• _TASK INSTRUCTIONS_
What is needed is the full listing written out exactly, minus the pictures.

• _INFORMATION GIVEN_
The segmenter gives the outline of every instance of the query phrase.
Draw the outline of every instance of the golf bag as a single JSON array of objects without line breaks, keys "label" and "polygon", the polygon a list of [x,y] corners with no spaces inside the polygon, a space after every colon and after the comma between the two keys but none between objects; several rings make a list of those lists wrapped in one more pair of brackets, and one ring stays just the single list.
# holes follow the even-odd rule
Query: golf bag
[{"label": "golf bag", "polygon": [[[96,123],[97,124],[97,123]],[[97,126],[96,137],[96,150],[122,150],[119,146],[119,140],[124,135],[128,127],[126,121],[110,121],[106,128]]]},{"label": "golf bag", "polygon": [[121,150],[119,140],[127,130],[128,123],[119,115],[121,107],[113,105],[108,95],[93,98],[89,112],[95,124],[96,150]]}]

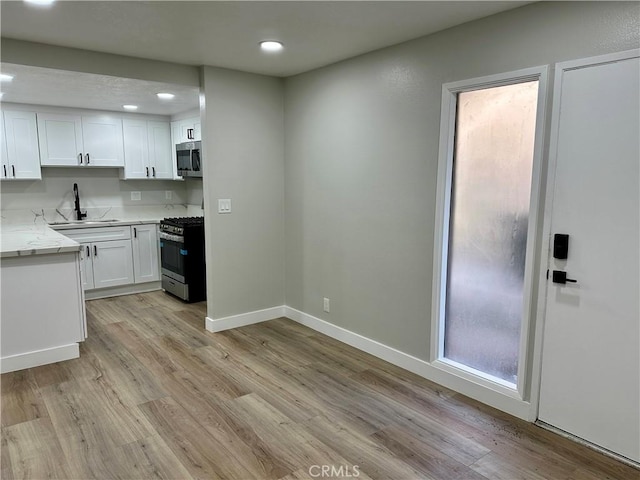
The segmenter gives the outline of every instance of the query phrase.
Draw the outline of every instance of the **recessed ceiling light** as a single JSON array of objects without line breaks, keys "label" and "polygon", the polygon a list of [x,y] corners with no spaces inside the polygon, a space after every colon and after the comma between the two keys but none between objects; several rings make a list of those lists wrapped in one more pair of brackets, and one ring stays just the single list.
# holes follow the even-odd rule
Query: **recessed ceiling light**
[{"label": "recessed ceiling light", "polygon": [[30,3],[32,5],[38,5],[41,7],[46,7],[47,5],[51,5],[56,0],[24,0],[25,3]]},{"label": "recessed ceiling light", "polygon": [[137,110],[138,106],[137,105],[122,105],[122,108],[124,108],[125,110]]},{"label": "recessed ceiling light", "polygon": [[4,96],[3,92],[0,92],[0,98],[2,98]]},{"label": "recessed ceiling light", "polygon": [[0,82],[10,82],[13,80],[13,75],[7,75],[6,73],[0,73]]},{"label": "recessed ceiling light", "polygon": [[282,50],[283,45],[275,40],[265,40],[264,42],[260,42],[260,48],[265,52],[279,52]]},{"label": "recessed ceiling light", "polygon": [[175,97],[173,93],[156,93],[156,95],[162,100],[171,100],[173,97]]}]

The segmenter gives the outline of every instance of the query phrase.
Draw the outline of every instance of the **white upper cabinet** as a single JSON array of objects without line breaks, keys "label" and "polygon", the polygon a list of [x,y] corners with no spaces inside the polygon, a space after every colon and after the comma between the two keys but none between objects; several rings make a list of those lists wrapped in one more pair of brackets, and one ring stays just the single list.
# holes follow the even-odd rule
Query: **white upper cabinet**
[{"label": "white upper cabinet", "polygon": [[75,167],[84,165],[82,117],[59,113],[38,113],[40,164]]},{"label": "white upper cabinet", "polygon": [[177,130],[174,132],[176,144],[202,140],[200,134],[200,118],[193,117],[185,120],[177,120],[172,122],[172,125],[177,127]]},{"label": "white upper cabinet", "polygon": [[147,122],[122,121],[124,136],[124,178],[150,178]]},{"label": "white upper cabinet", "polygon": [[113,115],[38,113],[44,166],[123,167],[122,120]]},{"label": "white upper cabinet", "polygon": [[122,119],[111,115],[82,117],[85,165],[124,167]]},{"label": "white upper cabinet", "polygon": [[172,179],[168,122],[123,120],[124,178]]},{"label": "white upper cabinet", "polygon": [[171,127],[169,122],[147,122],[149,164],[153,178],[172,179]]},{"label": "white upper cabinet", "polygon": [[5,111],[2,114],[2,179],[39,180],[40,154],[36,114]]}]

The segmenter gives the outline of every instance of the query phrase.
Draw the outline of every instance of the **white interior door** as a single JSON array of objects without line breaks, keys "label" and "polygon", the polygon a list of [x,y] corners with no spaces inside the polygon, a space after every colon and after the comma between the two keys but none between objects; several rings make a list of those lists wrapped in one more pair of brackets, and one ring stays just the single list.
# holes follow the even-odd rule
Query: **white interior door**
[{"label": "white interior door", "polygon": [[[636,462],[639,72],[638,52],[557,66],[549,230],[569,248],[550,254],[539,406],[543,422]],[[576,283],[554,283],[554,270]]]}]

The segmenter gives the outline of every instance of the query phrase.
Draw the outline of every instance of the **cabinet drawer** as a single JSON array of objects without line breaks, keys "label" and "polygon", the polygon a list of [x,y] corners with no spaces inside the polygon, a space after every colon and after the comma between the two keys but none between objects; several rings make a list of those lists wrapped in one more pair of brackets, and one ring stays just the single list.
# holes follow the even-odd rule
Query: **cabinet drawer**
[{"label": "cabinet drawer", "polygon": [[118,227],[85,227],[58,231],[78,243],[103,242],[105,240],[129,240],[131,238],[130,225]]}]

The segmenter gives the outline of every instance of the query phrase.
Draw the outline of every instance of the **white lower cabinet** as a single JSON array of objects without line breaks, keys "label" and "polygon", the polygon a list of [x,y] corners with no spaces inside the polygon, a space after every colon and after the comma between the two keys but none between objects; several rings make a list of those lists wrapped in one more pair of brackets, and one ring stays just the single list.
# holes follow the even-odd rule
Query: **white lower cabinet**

• _ANSWER SECTION_
The segmenter gives the outline of every instance of the query phrase.
Draw the outline of every instance of the golf bag as a single JSON array of objects without line breaks, keys "label" and "polygon", the polygon a list of [x,y] corners with no spaces inside the polygon, a space after every colon and after the comma between the two keys but none between objects; several rings make a list of those lists wrapped in one more pair of brackets, and one ring stays just the single list.
# holes follow the even-odd rule
Query: golf bag
[{"label": "golf bag", "polygon": [[[96,123],[97,124],[97,123]],[[97,126],[96,137],[96,150],[122,150],[119,146],[119,140],[124,135],[128,127],[126,121],[110,121],[106,128]]]},{"label": "golf bag", "polygon": [[121,150],[119,140],[127,130],[128,123],[119,115],[121,107],[113,105],[108,95],[93,98],[89,112],[95,124],[96,150]]}]

The segmenter gives the outline of every instance of the query phrase.
Draw the outline of every instance of the **recessed ceiling light** as a single JSON array of objects without line breaks, keys "label" and "polygon", the polygon a list of [x,y] corners with no spaces inside the polygon, a space after every colon and after the comma between the two keys but none between objects; several rings make a list of those lists wrapped in one more pair of brackets, and one ring stays just the single list.
# holes follow the even-odd rule
Query: **recessed ceiling light**
[{"label": "recessed ceiling light", "polygon": [[30,3],[32,5],[38,5],[41,7],[46,7],[47,5],[51,5],[56,0],[24,0],[25,3]]},{"label": "recessed ceiling light", "polygon": [[137,110],[138,106],[137,105],[122,105],[122,108],[124,108],[125,110]]},{"label": "recessed ceiling light", "polygon": [[4,96],[3,92],[0,92],[0,98],[2,98]]},{"label": "recessed ceiling light", "polygon": [[0,82],[10,82],[13,80],[13,75],[7,75],[6,73],[0,73]]},{"label": "recessed ceiling light", "polygon": [[282,50],[283,45],[275,40],[265,40],[264,42],[260,42],[260,48],[265,52],[279,52]]},{"label": "recessed ceiling light", "polygon": [[175,97],[173,93],[156,93],[156,95],[162,100],[171,100],[173,97]]}]

The segmenter gives the outline of every instance of the query phrase.
Draw the outline of every instance of the **white upper cabinet** as a single JSON array of objects without line breaks, keys "label" and "polygon", the polygon a list of [x,y] corners with no spaces inside the polygon, a space after every colon and after the comma between the two keys but none between objects; several rings make a list of those lists wrapped in one more pair of brackets, and one ring stays just the single list.
# holes follow the even-odd rule
Query: **white upper cabinet**
[{"label": "white upper cabinet", "polygon": [[75,167],[84,165],[82,117],[59,113],[38,113],[40,164]]},{"label": "white upper cabinet", "polygon": [[177,130],[174,132],[176,144],[202,140],[200,134],[200,118],[193,117],[185,120],[177,120],[172,122],[172,125],[177,127]]},{"label": "white upper cabinet", "polygon": [[147,122],[122,121],[124,136],[124,178],[150,178]]},{"label": "white upper cabinet", "polygon": [[113,115],[38,113],[44,166],[123,167],[122,120]]},{"label": "white upper cabinet", "polygon": [[122,119],[111,115],[82,117],[85,165],[124,167]]},{"label": "white upper cabinet", "polygon": [[172,179],[168,122],[123,120],[124,178]]},{"label": "white upper cabinet", "polygon": [[171,127],[169,122],[147,122],[149,164],[153,178],[172,179]]},{"label": "white upper cabinet", "polygon": [[5,111],[2,114],[2,179],[39,180],[40,154],[36,114]]}]

The segmenter gives the outline of every instance of the query phrase.
Draw the outline of every instance of the **white interior door** as a single JSON array of objects without line breaks, keys "label" and "polygon", the polygon a list of [x,y] corners with no spaces inside the polygon, a space after every colon and after the comma between the two keys but none between objects; several rings make a list of those lists wrapped in one more pair of brackets, and one ring stays just the single list.
# holes follow the even-odd rule
Query: **white interior door**
[{"label": "white interior door", "polygon": [[[636,462],[639,72],[638,52],[557,66],[549,230],[569,248],[550,254],[539,406],[543,422]],[[576,283],[554,283],[554,270]]]}]

The segmenter gives the outline of every instance of the query phrase.
Draw the outline of every instance of the **cabinet drawer** as a single JSON array of objects without line breaks, keys "label" and "polygon", the polygon a list of [x,y] corners with no spaces inside the polygon, a space after every colon and after the comma between the two keys but none between objects; several rings make a list of those lists wrapped in one more pair of brackets, and one ring stays just the single list.
# holes follow the even-odd rule
Query: **cabinet drawer**
[{"label": "cabinet drawer", "polygon": [[118,227],[85,227],[58,231],[78,243],[103,242],[105,240],[129,240],[131,238],[130,225]]}]

The segmenter gives the outline of every instance of the query phrase.
Draw the outline of every instance of the **white lower cabinet** as a single JSON array of objects without line breaks, keys "label" and "polygon", the polygon a list of [x,y] corners with no spaces inside the polygon, a space after every colon and after the comma between the two keys but none between objects; several rings make a list of those lists wrapped in one more pair of brackets, and one ring stays just the single list.
# holes follow the even-odd rule
Query: **white lower cabinet**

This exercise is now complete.